--- Quoted passage ---
────────────────
Climate change has been a burning topic in recent years. Numerous United Nation reports highlight the dangers of climate change and how critical levels of warming are causing disruptions to food chains, ecosystems, and the stability of our planet as a whole. The most recent Intergovernmental Panel on Climate Change (IPCC) highlights that we are reaching a critical tipping point in the warming of the planet.
Many of the effects of humans on the climate became especially obvious at the outset of the COVID-19 pandemic. As travel ceased to slow the spread of the virus, reports showed that there were drastic declines in the amount of CO2 pollution produced, a hopeful sign. However, this was a short lived reality. A brief period of lockdowns was not enough to change how much CO2 humans produce.
And yet, as we start to emerge from the grips of a two-year-and-counting pandemic, a new study published in Nature reminds us that the next pandemic may be much closer than we think.
Specifically, researchers at Georgetown University suggest there is a link between climate change and increases in viral transmission. The link has to do with the way climate change affects ecosystems, displacing animals from their habitat. This displacement, in turn, could increase the chances human and animal habitats overlapping and cause a virus to jump from animal to human, causing the next pandemic.
────────────────
--- Problems to work on ---
a) Decide whether each statement below agrees with the passage on climate change. For each, answer yes or no and quote the deciding words. (i) Carbon dioxide pollution fell sharply when travel stopped early in the COVID-19 pandemic. (ii) The lockdowns permanently reduced the amount of CO2 that humans produce. (iii) The researchers cited are at Georgetown University.
b) According to the passage on climate change, how could climate change lead to a virus jumping from animals to humans?
────────────────
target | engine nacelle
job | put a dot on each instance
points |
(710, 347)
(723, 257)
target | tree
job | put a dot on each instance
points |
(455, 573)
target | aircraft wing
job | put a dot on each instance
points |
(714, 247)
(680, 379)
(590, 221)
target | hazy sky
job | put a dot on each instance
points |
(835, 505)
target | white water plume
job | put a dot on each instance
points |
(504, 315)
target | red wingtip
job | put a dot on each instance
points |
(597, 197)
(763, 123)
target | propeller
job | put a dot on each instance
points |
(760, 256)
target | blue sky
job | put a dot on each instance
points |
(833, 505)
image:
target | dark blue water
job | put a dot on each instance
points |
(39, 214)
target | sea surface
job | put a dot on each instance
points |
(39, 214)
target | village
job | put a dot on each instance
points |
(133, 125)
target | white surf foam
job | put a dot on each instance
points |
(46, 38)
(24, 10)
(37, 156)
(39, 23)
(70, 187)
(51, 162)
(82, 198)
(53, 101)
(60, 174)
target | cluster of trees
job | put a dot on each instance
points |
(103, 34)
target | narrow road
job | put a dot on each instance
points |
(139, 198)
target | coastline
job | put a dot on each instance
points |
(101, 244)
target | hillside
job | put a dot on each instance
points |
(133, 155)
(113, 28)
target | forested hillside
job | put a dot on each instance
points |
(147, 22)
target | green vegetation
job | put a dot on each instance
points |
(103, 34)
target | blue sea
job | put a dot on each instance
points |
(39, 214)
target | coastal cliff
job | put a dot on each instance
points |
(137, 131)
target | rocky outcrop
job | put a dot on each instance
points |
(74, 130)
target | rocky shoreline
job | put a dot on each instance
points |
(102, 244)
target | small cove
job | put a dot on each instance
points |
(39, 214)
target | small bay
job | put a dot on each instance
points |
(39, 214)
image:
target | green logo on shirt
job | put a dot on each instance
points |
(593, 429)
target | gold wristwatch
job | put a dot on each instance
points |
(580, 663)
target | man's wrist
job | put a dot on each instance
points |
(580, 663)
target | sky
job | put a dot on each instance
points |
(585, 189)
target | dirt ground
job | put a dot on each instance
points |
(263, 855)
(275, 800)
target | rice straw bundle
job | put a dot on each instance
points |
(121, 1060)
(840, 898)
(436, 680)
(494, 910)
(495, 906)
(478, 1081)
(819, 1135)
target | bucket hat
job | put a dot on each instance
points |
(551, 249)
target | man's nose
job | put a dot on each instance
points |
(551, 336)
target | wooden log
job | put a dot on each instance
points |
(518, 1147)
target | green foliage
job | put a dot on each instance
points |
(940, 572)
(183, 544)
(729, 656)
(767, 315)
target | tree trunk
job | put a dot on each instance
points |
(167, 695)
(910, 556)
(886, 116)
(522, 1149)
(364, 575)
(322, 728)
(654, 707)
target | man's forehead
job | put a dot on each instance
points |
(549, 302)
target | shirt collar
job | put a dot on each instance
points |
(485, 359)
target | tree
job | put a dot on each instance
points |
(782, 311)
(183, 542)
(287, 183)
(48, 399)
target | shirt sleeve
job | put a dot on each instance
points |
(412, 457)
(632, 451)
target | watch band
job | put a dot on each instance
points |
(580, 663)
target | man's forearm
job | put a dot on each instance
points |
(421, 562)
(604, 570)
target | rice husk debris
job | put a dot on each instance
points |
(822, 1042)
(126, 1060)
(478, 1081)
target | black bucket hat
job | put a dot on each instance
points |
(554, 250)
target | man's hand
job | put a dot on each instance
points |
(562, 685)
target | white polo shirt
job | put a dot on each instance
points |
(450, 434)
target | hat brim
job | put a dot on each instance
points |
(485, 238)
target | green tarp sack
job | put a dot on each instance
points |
────────────────
--- Results ---
a)
(i) Yes: "reports showed that there were drastic declines in the amount of CO2 pollution produced"
(ii) No: "A brief period of lockdowns was not enough to change how much CO2 humans produce."
(iii) Yes: "researchers at Georgetown University suggest there is a link between climate change and increases in viral transmission"

b) Climate change displaces animals from their habitat, which could increase the chances that human and animal habitats overlap.